▶ **Do this**: Lay out the rows below as a numbered list, leaving out any blank lines.
start Excerpted data
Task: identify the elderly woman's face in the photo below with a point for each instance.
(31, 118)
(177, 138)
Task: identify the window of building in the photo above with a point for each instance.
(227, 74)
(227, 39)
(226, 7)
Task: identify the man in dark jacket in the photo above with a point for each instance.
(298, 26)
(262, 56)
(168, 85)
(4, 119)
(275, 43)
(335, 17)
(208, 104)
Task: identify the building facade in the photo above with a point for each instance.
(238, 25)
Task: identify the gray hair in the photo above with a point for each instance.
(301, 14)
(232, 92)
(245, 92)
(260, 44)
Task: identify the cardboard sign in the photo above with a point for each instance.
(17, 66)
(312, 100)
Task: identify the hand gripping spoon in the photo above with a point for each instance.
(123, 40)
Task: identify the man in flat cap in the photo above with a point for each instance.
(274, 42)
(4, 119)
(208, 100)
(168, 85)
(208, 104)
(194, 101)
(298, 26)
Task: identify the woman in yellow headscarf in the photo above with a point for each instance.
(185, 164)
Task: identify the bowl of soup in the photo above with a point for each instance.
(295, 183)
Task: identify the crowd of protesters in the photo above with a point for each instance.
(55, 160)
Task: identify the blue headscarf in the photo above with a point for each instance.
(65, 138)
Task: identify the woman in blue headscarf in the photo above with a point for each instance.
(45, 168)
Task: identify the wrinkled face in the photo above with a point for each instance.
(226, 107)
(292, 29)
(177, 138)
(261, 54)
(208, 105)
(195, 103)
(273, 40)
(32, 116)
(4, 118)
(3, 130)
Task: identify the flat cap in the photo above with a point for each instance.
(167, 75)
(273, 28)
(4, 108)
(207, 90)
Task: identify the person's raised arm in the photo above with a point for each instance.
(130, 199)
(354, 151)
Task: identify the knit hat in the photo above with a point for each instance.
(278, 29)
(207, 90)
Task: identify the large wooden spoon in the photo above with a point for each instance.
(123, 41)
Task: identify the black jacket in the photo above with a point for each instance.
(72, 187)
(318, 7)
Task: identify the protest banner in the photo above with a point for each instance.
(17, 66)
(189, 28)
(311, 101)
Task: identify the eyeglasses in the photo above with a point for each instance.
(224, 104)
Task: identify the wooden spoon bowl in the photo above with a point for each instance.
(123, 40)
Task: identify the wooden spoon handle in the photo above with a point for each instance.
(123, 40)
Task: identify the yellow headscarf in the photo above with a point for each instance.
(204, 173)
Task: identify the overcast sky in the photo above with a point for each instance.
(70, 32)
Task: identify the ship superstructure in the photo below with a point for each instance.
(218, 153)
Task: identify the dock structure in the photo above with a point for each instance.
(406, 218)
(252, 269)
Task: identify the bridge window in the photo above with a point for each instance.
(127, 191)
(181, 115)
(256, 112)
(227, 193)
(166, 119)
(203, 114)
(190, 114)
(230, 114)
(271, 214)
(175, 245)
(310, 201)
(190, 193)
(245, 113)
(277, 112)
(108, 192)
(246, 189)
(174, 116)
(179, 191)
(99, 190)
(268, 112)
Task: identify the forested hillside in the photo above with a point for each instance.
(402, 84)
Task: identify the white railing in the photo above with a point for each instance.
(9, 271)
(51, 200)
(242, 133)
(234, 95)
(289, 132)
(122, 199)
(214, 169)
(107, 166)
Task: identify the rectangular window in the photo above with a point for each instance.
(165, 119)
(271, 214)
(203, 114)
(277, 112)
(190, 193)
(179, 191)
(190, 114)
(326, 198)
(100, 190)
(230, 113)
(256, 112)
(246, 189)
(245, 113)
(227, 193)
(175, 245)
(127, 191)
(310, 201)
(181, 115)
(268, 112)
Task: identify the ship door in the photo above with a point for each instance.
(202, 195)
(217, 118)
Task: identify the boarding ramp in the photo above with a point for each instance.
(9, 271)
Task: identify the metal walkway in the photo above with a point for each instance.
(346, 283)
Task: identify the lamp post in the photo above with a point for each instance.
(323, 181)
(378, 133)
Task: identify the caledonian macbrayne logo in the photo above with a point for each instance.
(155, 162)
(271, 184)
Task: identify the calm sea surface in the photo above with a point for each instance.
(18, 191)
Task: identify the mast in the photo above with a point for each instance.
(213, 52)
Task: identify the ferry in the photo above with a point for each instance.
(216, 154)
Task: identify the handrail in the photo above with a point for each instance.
end Excerpted data
▶ **Solution**:
1. Task: identify the elderly woman's face in the photo below with a point for each instance.
2. (31, 118)
3. (177, 138)
4. Task: identify the window of building in the photo above with a point for each instance.
5. (227, 74)
6. (227, 39)
7. (226, 7)
8. Task: identify the man in dark jacket in the photo above with a point for each instance.
9. (298, 26)
10. (262, 56)
11. (168, 85)
12. (4, 119)
13. (275, 43)
14. (335, 17)
15. (208, 104)
16. Task: identify the building facade in the photo above with a point for each instance.
17. (238, 25)
18. Task: identify the gray hair in the photo above with a point for each instance.
19. (301, 14)
20. (232, 92)
21. (245, 92)
22. (260, 44)
23. Task: identify the cardboard sign in the photo above with a point for each instance.
24. (17, 66)
25. (312, 100)
26. Task: identify the hand gripping spoon in the photo above with a point for each instance.
27. (123, 40)
28. Task: identify the man in flat cap in the photo above with a point for each instance.
29. (274, 42)
30. (4, 119)
31. (208, 100)
32. (168, 85)
33. (208, 104)
34. (194, 101)
35. (298, 26)
36. Task: identify the woman in yellow headscarf in the photo above with a point for each instance.
37. (185, 164)
38. Task: identify the bowl of soup in the photo above with a point for each instance.
39. (295, 183)
40. Task: identify the crowd of protesters in the photo above with a point for each instance.
41. (55, 160)
42. Task: identify the blue headscarf in the photo above with a point for each instance.
43. (65, 138)
44. Task: identify the woman in blue headscarf in the photo above with a point for each instance.
45. (45, 168)
46. Task: identify the wrinkled face in the photo above with a point for each instance.
47. (226, 107)
48. (292, 29)
49. (177, 138)
50. (261, 54)
51. (208, 105)
52. (195, 103)
53. (273, 40)
54. (32, 116)
55. (4, 118)
56. (3, 130)
57. Task: identify the flat cap in the photo above with a point for each instance.
58. (167, 75)
59. (273, 28)
60. (4, 108)
61. (207, 90)
62. Task: identify the person's raised arm in the photo above with a point for each instance.
63. (130, 199)
64. (354, 151)
65. Task: identify the knit hat in the photo above with a point for each instance.
66. (278, 29)
67. (207, 90)
68. Task: identify the large wooden spoon in the photo above with a point for each instance.
69. (123, 41)
70. Task: identify the black jacket in the photo above with a point for each instance.
71. (72, 187)
72. (318, 7)
73. Task: identify the protest banner in the photo above with a point for each instance.
74. (17, 66)
75. (189, 28)
76. (311, 101)
77. Task: identify the eyeglasses in the photo above with a point for each instance.
78. (224, 104)
79. Task: identify the wooden spoon bowl in the photo above with a point for each instance.
80. (123, 40)
81. Task: identify the wooden spoon handle in the photo above with a point for each instance.
82. (123, 40)
83. Task: identify the yellow headscarf in the photo above with a point for each instance.
84. (204, 173)
85. Task: identify the overcast sky in the photo above with a point for each instance.
86. (70, 32)
87. Task: identify the ship superstructure in the photo below with a point for each instance.
88. (218, 153)
89. Task: identify the dock structure in the photo above with a point for each instance.
90. (406, 218)
91. (252, 269)
92. Task: identify the bridge window in the photo above with a point for each instance.
93. (127, 191)
94. (181, 115)
95. (256, 112)
96. (227, 193)
97. (166, 119)
98. (203, 114)
99. (190, 114)
100. (230, 114)
101. (271, 214)
102. (175, 245)
103. (310, 201)
104. (190, 193)
105. (245, 113)
106. (277, 112)
107. (108, 192)
108. (246, 189)
109. (174, 116)
110. (179, 191)
111. (99, 190)
112. (268, 112)
113. Task: identify the forested hillside in the photo above with a point for each instance.
114. (402, 84)
115. Task: identify the white railing in the photo above with a point for each instance.
116. (9, 271)
117. (51, 200)
118. (242, 133)
119. (234, 95)
120. (289, 132)
121. (122, 199)
122. (214, 169)
123. (107, 166)
124. Task: identify the rectangular window in the photo above with a point for each instance.
125. (165, 119)
126. (271, 214)
127. (203, 114)
128. (277, 112)
129. (190, 193)
130. (179, 191)
131. (190, 114)
132. (326, 198)
133. (100, 190)
134. (230, 113)
135. (256, 112)
136. (246, 189)
137. (245, 113)
138. (227, 193)
139. (175, 245)
140. (127, 191)
141. (310, 201)
142. (181, 115)
143. (268, 112)
144. Task: identify the ship door in the photo above with a point for each instance.
145. (202, 195)
146. (217, 118)
147. Task: identify the boarding ramp in the photo above with a point for each instance.
148. (9, 271)
149. Task: identify the metal walkway in the photo above with a point for each instance.
150. (346, 283)
151. Task: identify the lamp post in the photo above with a point for each instance.
152. (323, 181)
153. (378, 133)
154. Task: identify the caledonian macbrayne logo in the photo above with a point for each instance.
155. (155, 162)
156. (271, 184)
157. Task: identify the calm sea surface in the photo above with a point for each instance.
158. (18, 191)
159. Task: identify the mast in the photo above with a point for each instance.
160. (213, 52)
161. Task: identify the ferry in the photo above with a point for each instance.
162. (216, 154)
163. Task: identify the handrail in the photo above with a point for each instance.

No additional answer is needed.